→ Written task 1
According to the review text below, in what year did World War II begin?

□ □ □ □ □

Global History II - Regents Review Vocab Topic 9 & 10

Global History and Geography Regents Review Vocabulary

Topic 9 - Unit 10.5 Interwar Years

Topic 10 - Unit 10.5 World War II & the Holocaust


Topic 9 After World War 1, global problems remained. The Treaty of Versailles punished Germany. The League of Nations had little power. Old empires had collapsed, and new nations had come into being. Nationalism continued to cause. World War 1 had disillusioned many, altered society, and prompted new forms of expression. In Europe and the United States, women struggled to gain the right to vote. Then, in 1929, the global economy crushed, leading to a worldwide depression. During this time, facism a new kind of dictatorship, rose in Italy and Germany. In Japan aggressive military leaders gained power.

Topic 10 During the 1930s, Italy, Germany, and Japan sought to build new empires. At first, the democratic powers did not stop them. In 1939, when German aggression became impossible to ignore, World War II began. With advanced technology, the war covered a larger area and was more destructive than any before. Civilians were greatly affected, facing rationing, military attacks, and sometimes severe repression. At first, the Axis powers won major victories. After the entry of the United States and the Soviet Union on the Allied side, however, the tide began to turn. The Nazis carried out a plan to exterminate European Jews and other people whom they regarded as undesirable. Now known as the Holocaust, it had many lasting effects. There were enormous losses of life and property. The war finally ended in 1945. The United Nations was formed to try to maintain peace. Europe became divided, with communist governments in Eastern Europe and democratic governments in Western Europe.

□ □ □ □ □

→ Written task 2
Give only the number of lines in the records below that contain the word "snowy".

Lines of data:
□ □ □ □ □

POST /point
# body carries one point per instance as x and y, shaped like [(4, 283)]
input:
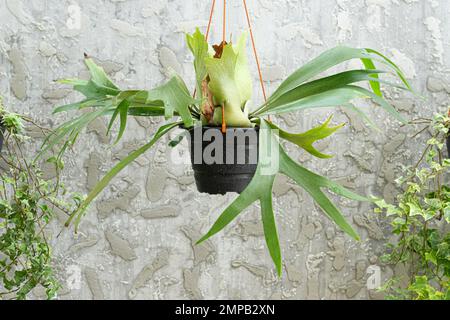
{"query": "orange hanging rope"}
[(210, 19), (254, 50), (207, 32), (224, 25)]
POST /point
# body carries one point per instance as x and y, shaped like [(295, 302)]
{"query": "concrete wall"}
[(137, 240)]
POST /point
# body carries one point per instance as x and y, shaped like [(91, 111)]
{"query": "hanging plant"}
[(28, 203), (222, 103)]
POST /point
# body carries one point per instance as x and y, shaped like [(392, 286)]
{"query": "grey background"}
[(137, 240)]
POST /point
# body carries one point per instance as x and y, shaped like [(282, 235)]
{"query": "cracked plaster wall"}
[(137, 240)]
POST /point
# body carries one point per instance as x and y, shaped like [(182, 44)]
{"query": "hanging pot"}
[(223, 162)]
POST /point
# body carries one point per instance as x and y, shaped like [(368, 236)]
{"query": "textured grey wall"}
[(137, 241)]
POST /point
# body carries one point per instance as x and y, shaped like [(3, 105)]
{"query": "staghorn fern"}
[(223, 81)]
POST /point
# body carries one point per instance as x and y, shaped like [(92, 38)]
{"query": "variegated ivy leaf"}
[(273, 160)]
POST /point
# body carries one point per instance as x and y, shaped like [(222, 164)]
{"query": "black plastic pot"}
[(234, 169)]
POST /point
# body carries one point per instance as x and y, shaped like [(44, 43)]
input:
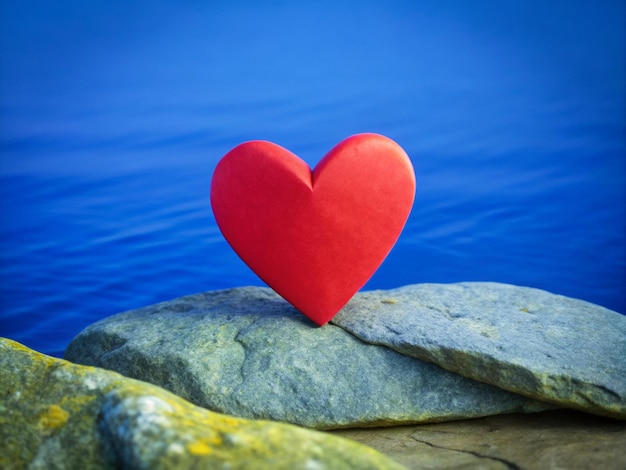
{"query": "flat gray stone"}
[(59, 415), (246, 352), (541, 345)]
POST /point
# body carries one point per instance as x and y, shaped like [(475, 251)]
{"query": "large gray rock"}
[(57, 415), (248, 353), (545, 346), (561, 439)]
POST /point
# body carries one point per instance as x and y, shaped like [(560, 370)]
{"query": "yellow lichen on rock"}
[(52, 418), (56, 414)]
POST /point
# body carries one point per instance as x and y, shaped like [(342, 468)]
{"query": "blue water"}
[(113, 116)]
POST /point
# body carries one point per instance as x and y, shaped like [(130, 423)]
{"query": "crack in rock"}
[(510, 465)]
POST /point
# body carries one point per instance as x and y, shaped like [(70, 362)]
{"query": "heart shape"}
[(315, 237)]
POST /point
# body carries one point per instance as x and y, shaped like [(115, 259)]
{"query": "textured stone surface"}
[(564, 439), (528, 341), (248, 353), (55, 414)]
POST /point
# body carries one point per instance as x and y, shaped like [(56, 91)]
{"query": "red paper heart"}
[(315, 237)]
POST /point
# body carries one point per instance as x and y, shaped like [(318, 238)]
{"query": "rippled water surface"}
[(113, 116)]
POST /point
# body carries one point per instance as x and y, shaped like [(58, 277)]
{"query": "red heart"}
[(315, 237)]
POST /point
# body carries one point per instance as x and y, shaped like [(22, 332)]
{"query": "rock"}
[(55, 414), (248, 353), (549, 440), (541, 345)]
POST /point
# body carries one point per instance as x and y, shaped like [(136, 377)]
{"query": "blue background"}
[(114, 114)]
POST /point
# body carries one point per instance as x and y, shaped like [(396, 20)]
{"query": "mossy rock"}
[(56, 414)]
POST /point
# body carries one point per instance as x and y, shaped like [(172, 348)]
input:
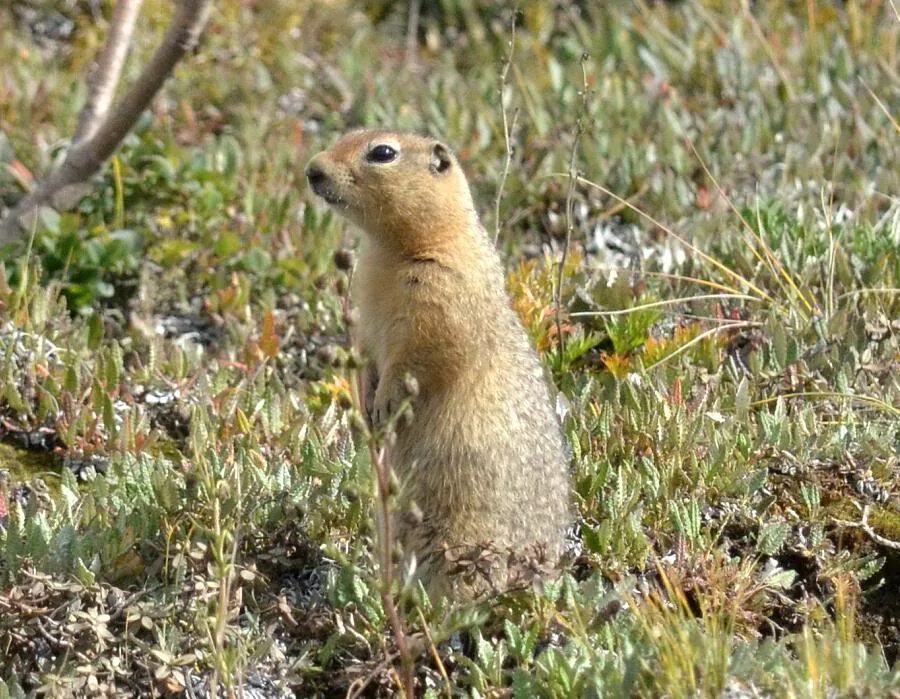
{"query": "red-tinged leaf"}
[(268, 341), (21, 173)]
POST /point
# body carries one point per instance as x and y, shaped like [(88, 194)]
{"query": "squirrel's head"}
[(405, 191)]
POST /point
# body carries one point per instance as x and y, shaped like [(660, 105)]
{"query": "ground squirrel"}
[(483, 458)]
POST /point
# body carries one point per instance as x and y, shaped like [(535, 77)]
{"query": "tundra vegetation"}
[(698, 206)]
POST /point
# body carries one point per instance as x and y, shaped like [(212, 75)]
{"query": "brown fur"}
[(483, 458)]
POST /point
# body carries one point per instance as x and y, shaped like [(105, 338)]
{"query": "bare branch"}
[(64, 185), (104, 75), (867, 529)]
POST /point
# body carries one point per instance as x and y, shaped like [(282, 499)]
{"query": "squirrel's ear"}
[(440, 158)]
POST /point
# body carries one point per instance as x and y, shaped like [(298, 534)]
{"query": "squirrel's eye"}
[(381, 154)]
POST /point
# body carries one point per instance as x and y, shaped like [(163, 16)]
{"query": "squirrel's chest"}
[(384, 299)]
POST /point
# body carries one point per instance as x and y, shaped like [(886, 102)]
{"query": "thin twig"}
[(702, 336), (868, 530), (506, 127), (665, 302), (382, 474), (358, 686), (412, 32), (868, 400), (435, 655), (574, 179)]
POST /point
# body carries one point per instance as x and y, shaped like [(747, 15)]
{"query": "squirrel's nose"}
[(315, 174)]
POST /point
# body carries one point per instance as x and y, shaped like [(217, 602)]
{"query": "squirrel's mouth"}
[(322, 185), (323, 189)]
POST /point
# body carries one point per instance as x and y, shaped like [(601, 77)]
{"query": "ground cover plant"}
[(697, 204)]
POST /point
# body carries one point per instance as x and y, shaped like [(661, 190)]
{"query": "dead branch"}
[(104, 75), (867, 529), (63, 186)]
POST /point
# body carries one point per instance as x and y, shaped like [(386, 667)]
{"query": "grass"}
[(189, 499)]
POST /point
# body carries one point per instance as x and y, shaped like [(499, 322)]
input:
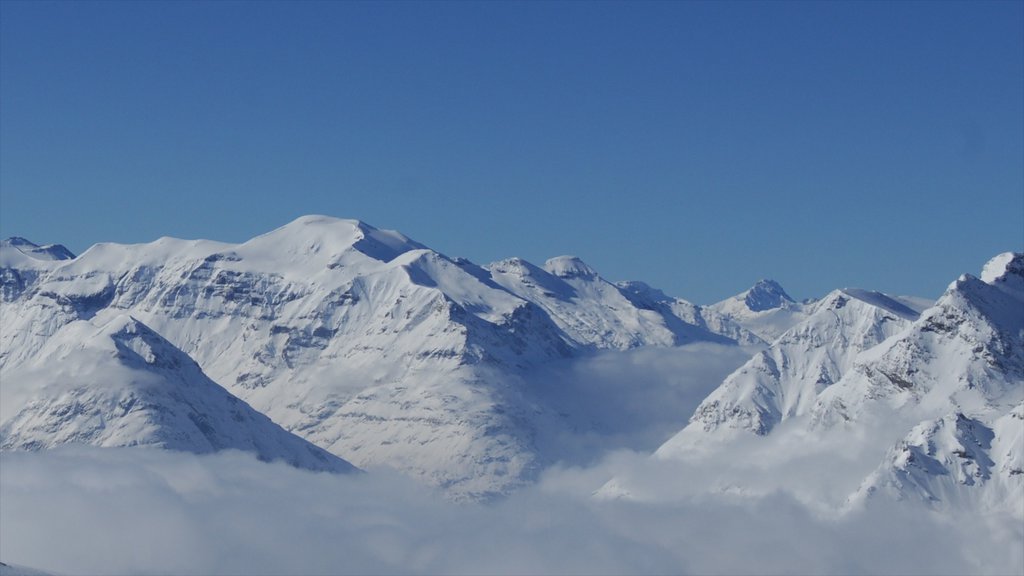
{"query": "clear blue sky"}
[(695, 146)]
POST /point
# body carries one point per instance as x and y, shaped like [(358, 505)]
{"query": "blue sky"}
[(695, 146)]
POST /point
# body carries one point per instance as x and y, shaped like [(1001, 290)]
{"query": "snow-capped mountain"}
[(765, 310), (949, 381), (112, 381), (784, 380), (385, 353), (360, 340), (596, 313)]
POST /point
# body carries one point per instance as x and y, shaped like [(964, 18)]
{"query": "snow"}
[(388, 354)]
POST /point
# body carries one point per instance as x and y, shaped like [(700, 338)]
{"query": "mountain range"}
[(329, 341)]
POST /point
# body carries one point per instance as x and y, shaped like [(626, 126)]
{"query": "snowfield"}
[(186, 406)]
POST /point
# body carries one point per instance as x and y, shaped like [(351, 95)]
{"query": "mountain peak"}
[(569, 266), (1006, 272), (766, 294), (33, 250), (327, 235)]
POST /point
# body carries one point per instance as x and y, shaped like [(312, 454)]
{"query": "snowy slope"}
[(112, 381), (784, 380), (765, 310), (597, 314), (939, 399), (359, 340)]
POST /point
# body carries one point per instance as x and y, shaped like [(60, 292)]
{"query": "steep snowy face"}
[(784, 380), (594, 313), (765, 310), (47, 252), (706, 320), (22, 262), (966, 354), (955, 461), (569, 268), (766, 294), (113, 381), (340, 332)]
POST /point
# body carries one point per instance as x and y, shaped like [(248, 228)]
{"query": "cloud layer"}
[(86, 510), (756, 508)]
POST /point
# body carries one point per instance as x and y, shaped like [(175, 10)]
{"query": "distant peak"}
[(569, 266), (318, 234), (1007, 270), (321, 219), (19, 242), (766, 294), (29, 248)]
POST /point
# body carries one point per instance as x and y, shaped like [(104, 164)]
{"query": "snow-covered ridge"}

□ □ □ □ □

→ Full response 1
1939

→ Full response 2
2